### Exercise objective
Please quote the ICU shift-work study summary below word for word, in full.

### Extract provided
Objective: To assess whether a 65 hrs/wk shift-work schedule combined with structured sign-out curriculum is equivalent to a 65 hrs/wk traditional day coverage with night call schedule, as measured by multiple assessments.

Design: Eight-month trial of shift-work schedule with structured sign-out curriculum (intervention) vs. traditional call schedule without curriculum (control) in alternating 1–2 month periods.

Setting: A mixed medical–surgical intensive care unit at a tertiary care academic center.

Subjects: Primary subjects: 19 fellows in a Multidisciplinary Critical Care Training Program; Secondary subjects: intensive care unit nurses and attending physicians, families of intensive care unit patients.

Interventions: Implementation of shift-work schedule, combined with structured sign-out curriculum.

Measurements: Workplace perception assessment through Continuity of Care Survey evaluation by faculty, fellows, and nurses through structured surveys; family assessment by the Critical Care Family Needs Index survey; clinical assessment through intensive care unit mortality, intensive care unit length of stay, and intensive care unit readmission within 48 hrs; and educational impact assessment by rate of fellow didactic lecture attendance.

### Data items
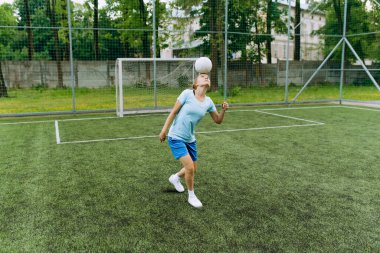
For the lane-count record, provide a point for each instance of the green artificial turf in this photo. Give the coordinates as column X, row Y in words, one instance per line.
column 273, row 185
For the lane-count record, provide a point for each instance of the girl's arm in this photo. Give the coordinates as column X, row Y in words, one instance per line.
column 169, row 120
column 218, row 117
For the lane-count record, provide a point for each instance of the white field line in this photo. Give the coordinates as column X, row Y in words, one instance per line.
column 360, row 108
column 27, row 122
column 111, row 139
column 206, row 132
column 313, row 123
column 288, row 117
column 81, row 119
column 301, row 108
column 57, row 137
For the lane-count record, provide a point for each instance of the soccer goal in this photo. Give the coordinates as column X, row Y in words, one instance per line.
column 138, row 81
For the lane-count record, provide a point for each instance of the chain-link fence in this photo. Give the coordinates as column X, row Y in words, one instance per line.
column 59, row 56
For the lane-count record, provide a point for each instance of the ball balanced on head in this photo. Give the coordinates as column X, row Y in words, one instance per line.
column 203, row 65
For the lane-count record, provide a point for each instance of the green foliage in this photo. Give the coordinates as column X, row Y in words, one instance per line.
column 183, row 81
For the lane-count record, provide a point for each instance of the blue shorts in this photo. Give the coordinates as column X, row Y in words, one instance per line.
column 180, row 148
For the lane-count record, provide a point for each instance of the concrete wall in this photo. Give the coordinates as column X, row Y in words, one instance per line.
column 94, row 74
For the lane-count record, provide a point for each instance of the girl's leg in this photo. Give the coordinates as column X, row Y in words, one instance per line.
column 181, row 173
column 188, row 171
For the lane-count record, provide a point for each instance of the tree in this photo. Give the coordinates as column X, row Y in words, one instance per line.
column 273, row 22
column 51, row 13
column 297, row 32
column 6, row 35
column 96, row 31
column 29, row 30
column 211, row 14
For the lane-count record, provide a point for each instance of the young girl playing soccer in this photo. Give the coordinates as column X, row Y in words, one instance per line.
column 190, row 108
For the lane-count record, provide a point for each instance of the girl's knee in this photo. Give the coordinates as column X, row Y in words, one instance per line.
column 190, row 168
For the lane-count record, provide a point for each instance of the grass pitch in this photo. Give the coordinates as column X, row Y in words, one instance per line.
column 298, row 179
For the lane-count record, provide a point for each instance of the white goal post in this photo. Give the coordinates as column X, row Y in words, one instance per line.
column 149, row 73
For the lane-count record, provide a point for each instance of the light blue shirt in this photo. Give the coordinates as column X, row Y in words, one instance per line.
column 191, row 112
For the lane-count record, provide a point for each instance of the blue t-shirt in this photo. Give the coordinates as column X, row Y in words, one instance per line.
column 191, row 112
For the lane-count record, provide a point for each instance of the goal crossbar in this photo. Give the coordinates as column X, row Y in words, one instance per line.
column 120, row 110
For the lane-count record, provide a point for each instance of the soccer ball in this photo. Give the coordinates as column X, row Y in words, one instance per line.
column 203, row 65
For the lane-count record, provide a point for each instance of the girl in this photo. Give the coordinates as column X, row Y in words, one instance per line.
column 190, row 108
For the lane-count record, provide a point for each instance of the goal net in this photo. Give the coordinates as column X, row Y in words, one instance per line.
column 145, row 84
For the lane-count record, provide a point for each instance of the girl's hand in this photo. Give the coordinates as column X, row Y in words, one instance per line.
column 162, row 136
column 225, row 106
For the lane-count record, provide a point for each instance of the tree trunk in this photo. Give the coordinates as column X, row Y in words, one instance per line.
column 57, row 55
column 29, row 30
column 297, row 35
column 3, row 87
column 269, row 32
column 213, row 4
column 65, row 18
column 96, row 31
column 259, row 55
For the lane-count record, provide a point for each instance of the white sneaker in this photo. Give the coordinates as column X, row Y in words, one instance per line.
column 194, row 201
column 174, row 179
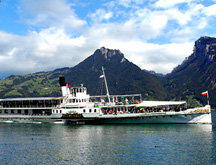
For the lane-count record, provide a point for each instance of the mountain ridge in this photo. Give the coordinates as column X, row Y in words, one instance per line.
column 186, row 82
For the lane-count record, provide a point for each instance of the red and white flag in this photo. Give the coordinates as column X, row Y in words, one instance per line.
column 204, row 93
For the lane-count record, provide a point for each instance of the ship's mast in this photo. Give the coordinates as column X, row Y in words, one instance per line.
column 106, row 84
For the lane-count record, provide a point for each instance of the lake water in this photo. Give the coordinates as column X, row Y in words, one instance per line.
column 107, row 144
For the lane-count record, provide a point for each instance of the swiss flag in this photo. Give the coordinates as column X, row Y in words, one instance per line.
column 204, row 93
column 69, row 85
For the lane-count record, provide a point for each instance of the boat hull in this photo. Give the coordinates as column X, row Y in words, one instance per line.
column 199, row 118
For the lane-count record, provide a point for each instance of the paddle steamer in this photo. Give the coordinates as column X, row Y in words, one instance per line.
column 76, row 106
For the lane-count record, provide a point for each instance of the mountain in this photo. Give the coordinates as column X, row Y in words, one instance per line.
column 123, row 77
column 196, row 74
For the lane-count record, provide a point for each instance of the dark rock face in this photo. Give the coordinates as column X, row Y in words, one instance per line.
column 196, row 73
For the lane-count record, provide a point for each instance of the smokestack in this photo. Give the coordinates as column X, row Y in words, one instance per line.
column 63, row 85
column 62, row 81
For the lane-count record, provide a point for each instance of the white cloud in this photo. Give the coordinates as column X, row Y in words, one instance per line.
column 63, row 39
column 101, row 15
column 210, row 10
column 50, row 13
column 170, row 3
...
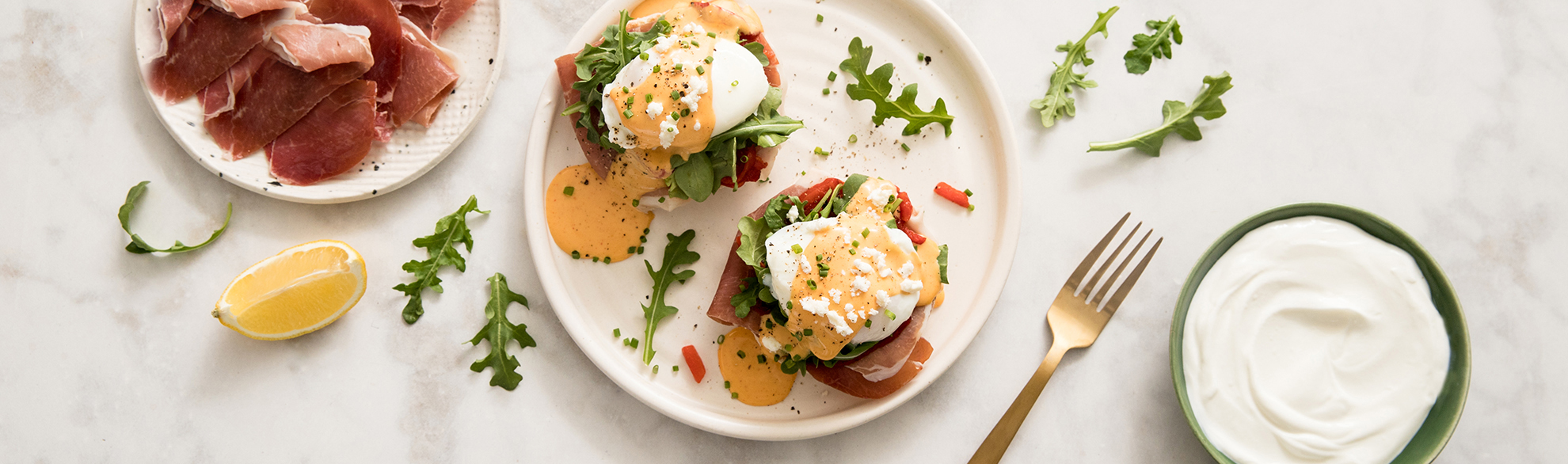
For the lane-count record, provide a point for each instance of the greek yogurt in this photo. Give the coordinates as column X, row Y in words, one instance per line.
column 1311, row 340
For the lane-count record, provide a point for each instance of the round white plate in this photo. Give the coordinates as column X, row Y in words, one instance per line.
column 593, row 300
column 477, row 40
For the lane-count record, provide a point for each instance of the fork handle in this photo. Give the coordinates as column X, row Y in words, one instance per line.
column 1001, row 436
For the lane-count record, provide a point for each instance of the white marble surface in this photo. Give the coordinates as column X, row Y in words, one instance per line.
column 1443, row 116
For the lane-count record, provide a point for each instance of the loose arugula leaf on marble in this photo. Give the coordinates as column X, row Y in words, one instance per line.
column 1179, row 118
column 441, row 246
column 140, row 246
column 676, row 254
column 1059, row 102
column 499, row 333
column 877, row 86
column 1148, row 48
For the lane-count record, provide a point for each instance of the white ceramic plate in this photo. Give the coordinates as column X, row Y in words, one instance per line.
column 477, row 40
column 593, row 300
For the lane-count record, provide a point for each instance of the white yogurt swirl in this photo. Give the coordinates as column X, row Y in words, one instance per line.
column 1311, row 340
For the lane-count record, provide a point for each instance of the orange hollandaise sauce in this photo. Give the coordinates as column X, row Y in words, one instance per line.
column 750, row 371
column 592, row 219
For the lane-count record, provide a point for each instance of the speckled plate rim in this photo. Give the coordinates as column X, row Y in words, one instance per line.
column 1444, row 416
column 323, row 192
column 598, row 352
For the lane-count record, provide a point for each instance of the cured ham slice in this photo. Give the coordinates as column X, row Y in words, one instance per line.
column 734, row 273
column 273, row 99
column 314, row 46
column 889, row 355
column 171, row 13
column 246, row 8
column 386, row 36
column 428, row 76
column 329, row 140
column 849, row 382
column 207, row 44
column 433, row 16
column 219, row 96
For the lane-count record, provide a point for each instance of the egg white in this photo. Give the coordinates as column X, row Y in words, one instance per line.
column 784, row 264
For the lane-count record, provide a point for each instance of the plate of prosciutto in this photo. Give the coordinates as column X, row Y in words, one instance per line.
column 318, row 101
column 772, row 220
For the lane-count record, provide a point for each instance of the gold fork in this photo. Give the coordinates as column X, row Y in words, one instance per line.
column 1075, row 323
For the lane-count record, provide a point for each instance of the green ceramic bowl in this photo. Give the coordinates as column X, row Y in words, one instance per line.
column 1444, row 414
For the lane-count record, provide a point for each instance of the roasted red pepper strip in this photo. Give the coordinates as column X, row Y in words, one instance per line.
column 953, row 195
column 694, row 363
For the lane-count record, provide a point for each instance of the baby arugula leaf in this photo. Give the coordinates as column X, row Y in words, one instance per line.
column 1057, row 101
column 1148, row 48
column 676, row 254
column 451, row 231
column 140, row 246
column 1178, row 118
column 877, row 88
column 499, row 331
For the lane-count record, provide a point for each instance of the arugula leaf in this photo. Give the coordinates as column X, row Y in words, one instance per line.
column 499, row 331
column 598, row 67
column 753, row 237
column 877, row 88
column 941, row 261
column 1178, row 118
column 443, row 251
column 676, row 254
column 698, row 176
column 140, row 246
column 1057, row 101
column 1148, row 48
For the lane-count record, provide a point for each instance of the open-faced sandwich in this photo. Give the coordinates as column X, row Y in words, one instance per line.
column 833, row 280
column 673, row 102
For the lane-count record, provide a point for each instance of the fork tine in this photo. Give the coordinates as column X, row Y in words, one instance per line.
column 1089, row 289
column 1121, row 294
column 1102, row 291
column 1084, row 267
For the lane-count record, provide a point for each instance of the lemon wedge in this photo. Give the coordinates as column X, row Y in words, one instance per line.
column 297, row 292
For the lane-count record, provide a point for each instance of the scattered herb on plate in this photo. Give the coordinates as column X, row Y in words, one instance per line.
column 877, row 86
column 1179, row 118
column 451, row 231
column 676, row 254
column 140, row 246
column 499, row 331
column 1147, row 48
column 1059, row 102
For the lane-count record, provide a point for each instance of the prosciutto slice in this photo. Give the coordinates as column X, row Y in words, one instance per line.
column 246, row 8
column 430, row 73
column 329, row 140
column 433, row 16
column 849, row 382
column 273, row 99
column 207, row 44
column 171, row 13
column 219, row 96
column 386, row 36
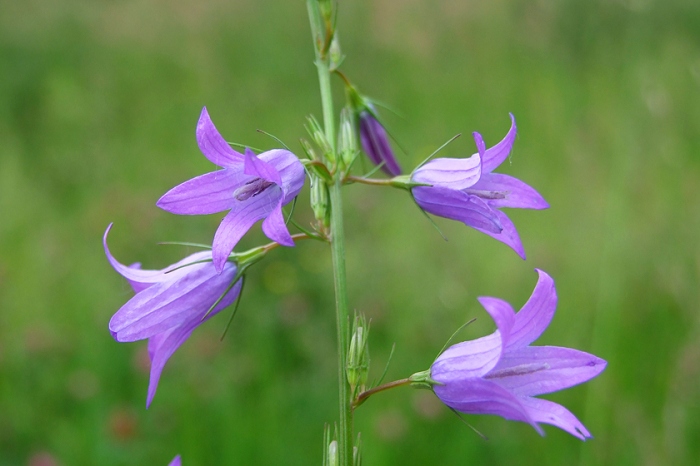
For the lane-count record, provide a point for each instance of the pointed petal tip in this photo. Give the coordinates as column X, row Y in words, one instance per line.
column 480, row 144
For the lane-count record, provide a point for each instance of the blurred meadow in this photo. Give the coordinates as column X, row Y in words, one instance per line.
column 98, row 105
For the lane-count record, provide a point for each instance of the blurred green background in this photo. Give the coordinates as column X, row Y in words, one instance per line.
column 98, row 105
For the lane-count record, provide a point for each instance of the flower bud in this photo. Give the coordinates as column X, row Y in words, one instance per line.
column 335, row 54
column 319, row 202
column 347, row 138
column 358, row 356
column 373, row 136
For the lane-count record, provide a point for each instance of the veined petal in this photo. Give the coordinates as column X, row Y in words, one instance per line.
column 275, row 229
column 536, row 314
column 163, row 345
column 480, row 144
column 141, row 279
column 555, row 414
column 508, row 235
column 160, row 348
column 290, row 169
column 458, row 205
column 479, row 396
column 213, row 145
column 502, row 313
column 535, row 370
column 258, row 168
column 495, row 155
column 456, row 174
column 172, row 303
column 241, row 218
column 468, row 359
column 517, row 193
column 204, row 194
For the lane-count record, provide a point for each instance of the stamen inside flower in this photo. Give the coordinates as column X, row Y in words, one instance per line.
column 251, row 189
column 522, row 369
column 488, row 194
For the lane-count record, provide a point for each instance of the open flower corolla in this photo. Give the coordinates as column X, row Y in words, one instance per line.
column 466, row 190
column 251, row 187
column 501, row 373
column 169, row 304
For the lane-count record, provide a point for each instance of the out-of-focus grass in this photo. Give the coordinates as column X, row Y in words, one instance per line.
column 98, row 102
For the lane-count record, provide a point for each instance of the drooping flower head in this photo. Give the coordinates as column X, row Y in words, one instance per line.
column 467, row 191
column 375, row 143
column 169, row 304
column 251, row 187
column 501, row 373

### Problem solution
Objective: To assess whether a 65 hrs/wk shift-work schedule combined with structured sign-out curriculum is equivalent to a 65 hrs/wk traditional day coverage with night call schedule, as measured by multiple assessments.

Design: Eight-month trial of shift-work schedule with structured sign-out curriculum (intervention) vs. traditional call schedule without curriculum (control) in alternating 1–2 month periods.

Setting: A mixed medical–surgical intensive care unit at a tertiary care academic center.

Subjects: Primary subjects: 19 fellows in a Multidisciplinary Critical Care Training Program; Secondary subjects: intensive care unit nurses and attending physicians, families of intensive care unit patients.

Interventions: Implementation of shift-work schedule, combined with structured sign-out curriculum.

Measurements: Workplace perception assessment through Continuity of Care Survey evaluation by faculty, fellows, and nurses through structured surveys; family assessment by the Critical Care Family Needs Index survey; clinical assessment through intensive care unit mortality, intensive care unit length of stay, and intensive care unit readmission within 48 hrs; and educational impact assessment by rate of fellow didactic lecture attendance.